WHAT IS NEEDED → When you reach the line containing "positive clicks: (368, 362) (366, 369)" in the data below, begin returning lines exactly as written, and stop once the line containing "positive clicks: (368, 375)" has been returned.
*** DATA FOR PROCESSING ***
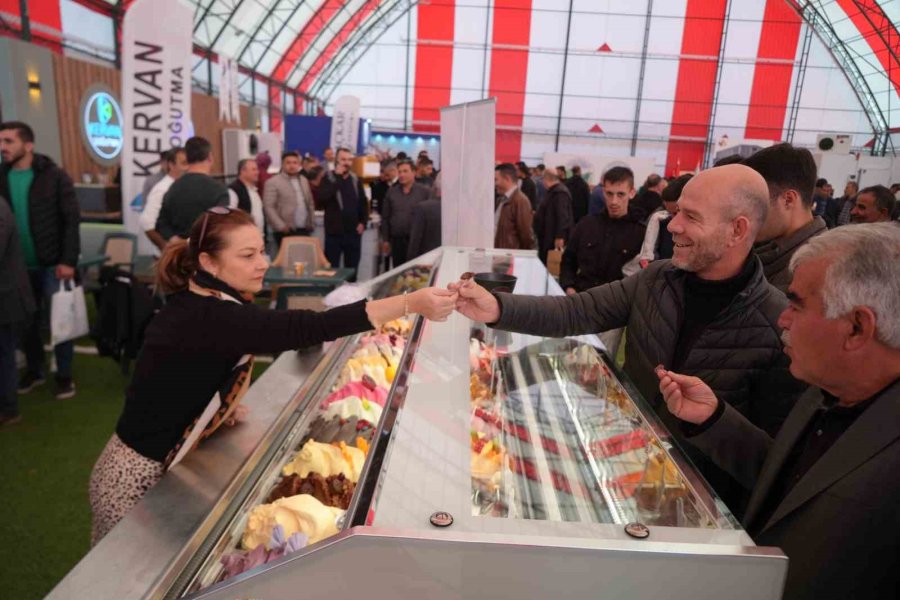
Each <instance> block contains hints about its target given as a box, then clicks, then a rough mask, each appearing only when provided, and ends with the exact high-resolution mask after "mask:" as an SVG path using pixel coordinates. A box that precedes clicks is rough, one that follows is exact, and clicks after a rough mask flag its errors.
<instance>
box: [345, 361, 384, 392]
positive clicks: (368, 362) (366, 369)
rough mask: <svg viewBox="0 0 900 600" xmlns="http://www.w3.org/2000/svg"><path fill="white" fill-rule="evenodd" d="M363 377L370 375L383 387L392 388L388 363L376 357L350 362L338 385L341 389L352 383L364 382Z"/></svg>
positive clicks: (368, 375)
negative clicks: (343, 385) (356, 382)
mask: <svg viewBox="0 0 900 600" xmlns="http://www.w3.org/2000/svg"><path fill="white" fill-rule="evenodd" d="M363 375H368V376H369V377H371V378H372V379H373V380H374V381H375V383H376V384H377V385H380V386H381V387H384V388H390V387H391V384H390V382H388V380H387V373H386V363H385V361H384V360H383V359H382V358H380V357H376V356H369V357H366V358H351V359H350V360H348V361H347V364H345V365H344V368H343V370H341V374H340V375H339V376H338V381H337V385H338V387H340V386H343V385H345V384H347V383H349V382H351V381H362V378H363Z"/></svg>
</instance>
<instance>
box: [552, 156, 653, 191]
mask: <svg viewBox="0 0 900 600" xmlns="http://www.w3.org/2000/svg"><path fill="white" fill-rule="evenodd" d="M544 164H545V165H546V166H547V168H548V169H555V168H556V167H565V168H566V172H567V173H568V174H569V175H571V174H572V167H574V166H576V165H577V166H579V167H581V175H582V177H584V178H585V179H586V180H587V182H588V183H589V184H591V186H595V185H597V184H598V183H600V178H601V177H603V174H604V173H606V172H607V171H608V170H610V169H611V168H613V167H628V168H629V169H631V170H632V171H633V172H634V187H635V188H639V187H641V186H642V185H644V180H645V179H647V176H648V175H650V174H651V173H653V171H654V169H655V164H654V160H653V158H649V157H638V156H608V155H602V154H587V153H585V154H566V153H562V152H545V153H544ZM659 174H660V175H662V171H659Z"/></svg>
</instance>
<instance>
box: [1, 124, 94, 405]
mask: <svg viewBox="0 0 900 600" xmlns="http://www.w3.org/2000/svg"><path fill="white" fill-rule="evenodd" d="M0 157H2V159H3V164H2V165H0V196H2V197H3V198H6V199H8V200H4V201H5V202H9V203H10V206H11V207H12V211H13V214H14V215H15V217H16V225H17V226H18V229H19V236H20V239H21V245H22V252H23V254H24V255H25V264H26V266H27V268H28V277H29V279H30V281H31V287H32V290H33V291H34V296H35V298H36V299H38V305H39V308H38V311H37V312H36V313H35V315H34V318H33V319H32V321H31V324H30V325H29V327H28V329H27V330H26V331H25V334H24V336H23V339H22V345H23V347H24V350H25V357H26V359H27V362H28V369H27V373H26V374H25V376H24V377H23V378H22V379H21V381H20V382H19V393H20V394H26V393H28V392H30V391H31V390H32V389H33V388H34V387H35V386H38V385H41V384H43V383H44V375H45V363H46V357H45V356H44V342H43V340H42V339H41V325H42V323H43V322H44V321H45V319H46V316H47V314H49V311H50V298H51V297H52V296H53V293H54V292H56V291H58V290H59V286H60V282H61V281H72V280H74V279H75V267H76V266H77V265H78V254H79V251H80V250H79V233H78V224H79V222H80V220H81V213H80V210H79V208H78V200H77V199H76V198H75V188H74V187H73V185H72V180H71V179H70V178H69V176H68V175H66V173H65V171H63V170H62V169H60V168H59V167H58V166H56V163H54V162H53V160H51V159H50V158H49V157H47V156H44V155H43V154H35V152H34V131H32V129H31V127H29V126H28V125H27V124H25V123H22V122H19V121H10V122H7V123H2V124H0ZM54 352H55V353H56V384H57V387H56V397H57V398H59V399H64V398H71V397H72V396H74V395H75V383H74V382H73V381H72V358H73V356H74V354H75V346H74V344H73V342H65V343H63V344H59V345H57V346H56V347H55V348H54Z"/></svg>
*** End of DATA FOR PROCESSING ***
SOLUTION FOR THIS TASK →
positive clicks: (368, 362) (366, 369)
rough mask: <svg viewBox="0 0 900 600" xmlns="http://www.w3.org/2000/svg"><path fill="white" fill-rule="evenodd" d="M363 377L370 375L383 387L392 388L388 363L376 357L350 362L338 385L341 389L352 383L364 382Z"/></svg>
positive clicks: (368, 375)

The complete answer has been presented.